◆ TASK DETAILS ◆
Extract the lines between the line containing "segment: <item>vertical pole</item>" and the line containing "94 26 L 97 28", inclusive, and reproduce them without alteration.

◆ RECORDS FOR THE EXERCISE ◆

● ● ● ● ● ● ●

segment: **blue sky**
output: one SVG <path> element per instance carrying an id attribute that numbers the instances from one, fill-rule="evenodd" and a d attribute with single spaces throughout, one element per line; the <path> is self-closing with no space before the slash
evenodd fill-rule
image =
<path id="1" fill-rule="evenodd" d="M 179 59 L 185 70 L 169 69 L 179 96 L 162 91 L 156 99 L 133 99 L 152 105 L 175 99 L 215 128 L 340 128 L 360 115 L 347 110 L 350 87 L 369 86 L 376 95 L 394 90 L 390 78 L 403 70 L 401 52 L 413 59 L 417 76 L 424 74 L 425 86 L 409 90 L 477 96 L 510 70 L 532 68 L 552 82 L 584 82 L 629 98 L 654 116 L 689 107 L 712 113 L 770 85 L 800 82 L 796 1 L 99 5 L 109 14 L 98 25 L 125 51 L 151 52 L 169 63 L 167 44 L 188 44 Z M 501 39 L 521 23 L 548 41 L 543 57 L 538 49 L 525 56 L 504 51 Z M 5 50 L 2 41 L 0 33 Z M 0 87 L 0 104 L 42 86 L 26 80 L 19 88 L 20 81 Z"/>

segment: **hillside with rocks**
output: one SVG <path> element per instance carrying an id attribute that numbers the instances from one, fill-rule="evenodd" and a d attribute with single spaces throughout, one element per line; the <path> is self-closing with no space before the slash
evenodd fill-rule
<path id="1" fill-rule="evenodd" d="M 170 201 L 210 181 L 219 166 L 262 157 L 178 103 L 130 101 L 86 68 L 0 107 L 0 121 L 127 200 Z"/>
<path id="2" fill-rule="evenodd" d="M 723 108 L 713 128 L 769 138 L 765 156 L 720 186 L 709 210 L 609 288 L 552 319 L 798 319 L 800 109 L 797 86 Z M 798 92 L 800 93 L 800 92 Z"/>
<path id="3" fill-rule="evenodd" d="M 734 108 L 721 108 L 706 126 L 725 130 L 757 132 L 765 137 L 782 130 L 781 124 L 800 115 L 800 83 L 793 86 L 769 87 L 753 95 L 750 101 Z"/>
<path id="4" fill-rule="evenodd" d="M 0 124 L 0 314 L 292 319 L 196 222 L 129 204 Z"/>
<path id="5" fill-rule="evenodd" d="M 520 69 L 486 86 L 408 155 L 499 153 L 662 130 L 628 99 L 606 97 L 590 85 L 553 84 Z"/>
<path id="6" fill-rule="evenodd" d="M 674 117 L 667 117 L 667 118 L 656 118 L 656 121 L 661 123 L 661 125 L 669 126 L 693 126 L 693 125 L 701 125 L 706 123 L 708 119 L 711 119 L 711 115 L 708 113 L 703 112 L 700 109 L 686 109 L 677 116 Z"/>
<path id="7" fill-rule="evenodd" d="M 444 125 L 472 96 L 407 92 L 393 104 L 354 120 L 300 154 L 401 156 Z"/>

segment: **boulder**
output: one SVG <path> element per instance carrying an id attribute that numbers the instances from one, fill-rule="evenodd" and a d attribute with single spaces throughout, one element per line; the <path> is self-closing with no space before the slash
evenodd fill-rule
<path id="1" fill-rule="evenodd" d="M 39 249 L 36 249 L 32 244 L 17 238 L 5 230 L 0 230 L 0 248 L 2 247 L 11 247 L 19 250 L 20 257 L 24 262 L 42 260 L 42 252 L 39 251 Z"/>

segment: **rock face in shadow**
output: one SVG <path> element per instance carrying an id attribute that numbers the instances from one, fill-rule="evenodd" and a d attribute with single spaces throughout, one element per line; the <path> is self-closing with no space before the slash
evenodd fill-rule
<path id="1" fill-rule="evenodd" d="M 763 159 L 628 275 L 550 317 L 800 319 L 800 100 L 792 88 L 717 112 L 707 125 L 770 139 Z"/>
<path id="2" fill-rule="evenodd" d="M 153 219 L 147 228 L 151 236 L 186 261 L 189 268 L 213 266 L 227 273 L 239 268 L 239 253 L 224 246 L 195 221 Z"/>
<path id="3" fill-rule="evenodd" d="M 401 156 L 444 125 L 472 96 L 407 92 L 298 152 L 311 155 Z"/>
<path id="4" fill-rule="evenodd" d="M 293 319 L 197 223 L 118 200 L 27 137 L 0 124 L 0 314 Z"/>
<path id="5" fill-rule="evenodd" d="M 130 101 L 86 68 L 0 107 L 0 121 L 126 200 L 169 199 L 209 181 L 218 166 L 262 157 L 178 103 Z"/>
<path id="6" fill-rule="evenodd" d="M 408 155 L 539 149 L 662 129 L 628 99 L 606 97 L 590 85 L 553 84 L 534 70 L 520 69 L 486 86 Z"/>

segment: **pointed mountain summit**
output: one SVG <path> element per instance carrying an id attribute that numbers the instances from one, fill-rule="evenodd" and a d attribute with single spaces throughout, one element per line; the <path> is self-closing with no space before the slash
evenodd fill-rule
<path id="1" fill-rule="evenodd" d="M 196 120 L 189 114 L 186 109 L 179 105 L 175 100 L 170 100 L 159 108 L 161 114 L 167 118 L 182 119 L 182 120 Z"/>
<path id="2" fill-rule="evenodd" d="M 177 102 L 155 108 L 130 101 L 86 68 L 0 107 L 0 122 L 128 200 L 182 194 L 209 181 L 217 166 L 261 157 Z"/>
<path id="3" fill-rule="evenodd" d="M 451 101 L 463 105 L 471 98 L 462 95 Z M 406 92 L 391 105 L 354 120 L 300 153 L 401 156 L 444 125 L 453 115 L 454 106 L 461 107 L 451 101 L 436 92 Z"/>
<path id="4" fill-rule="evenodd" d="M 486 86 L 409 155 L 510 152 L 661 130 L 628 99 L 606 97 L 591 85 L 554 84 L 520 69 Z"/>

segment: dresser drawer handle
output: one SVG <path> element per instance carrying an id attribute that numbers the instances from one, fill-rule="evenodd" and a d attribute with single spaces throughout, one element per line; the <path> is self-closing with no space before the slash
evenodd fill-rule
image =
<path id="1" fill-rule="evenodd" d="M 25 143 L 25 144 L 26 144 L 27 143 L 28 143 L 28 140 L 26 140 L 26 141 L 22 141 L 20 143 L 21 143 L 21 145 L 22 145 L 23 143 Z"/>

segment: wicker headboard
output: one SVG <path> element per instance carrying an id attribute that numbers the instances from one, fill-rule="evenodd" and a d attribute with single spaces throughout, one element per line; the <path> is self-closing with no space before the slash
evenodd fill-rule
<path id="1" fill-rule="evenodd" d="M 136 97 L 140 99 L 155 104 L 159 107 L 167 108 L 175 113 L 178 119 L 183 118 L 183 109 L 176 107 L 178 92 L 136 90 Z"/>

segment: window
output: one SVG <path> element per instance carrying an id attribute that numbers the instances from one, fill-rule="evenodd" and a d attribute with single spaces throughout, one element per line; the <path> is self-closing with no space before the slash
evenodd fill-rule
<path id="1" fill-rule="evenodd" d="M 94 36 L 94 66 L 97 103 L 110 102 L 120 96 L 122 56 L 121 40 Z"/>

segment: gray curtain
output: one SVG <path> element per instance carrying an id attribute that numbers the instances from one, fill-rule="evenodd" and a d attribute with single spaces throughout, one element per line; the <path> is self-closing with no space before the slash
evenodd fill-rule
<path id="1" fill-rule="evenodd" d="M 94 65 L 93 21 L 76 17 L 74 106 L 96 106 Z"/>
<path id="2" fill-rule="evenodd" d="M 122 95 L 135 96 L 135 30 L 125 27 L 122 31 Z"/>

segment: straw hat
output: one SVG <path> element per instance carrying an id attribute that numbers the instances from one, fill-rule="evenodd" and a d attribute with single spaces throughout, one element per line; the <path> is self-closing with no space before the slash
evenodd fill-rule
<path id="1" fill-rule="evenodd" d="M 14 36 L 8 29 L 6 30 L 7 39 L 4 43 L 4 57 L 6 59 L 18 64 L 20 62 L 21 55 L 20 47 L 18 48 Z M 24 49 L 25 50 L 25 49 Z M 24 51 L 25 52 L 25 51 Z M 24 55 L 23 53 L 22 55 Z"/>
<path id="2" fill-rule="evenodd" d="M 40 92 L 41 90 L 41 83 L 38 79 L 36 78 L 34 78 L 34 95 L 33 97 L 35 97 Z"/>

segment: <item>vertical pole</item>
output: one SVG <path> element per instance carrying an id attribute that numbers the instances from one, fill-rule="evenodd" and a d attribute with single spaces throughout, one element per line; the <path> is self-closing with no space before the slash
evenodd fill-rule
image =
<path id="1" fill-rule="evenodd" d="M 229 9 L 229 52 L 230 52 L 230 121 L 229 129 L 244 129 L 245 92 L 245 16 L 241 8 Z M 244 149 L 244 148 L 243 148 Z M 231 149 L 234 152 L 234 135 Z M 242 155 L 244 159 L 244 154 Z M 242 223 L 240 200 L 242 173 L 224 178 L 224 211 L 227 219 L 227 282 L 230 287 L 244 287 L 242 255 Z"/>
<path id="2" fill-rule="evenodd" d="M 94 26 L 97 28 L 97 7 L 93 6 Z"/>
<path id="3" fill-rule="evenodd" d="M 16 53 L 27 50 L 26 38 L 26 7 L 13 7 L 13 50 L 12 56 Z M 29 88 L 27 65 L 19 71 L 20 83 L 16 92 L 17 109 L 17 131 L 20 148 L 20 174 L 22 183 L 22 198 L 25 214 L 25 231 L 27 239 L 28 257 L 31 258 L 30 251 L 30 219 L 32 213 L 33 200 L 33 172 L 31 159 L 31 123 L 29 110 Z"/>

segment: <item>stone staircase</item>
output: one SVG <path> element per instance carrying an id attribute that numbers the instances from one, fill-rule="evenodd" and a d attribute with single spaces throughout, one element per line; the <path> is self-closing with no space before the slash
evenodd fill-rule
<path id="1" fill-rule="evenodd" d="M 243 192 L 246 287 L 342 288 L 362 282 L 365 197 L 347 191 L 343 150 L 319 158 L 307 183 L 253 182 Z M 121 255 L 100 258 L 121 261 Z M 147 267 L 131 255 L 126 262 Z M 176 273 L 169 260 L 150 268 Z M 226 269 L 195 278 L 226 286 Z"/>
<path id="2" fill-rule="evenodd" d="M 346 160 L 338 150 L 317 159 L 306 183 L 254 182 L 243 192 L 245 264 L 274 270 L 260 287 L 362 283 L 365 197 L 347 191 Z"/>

● ● ● ● ● ● ●

◆ RESPONSE TO THE TASK ◆
segment: <item>vertical pole</item>
output: one SVG <path> element per instance carrying an id attribute that numbers the instances from one, fill-rule="evenodd" and a d attribute with single spaces throughout, one element per line; the <path> is self-closing with no space before the slash
evenodd fill-rule
image =
<path id="1" fill-rule="evenodd" d="M 229 9 L 229 52 L 230 52 L 230 121 L 229 129 L 244 129 L 245 92 L 245 16 L 241 8 Z M 244 149 L 244 148 L 243 148 Z M 231 149 L 234 152 L 234 135 Z M 242 155 L 244 159 L 244 154 Z M 242 223 L 240 200 L 242 173 L 224 178 L 224 211 L 227 219 L 227 282 L 230 287 L 244 287 L 242 255 Z"/>
<path id="2" fill-rule="evenodd" d="M 94 26 L 97 28 L 97 7 L 93 6 Z"/>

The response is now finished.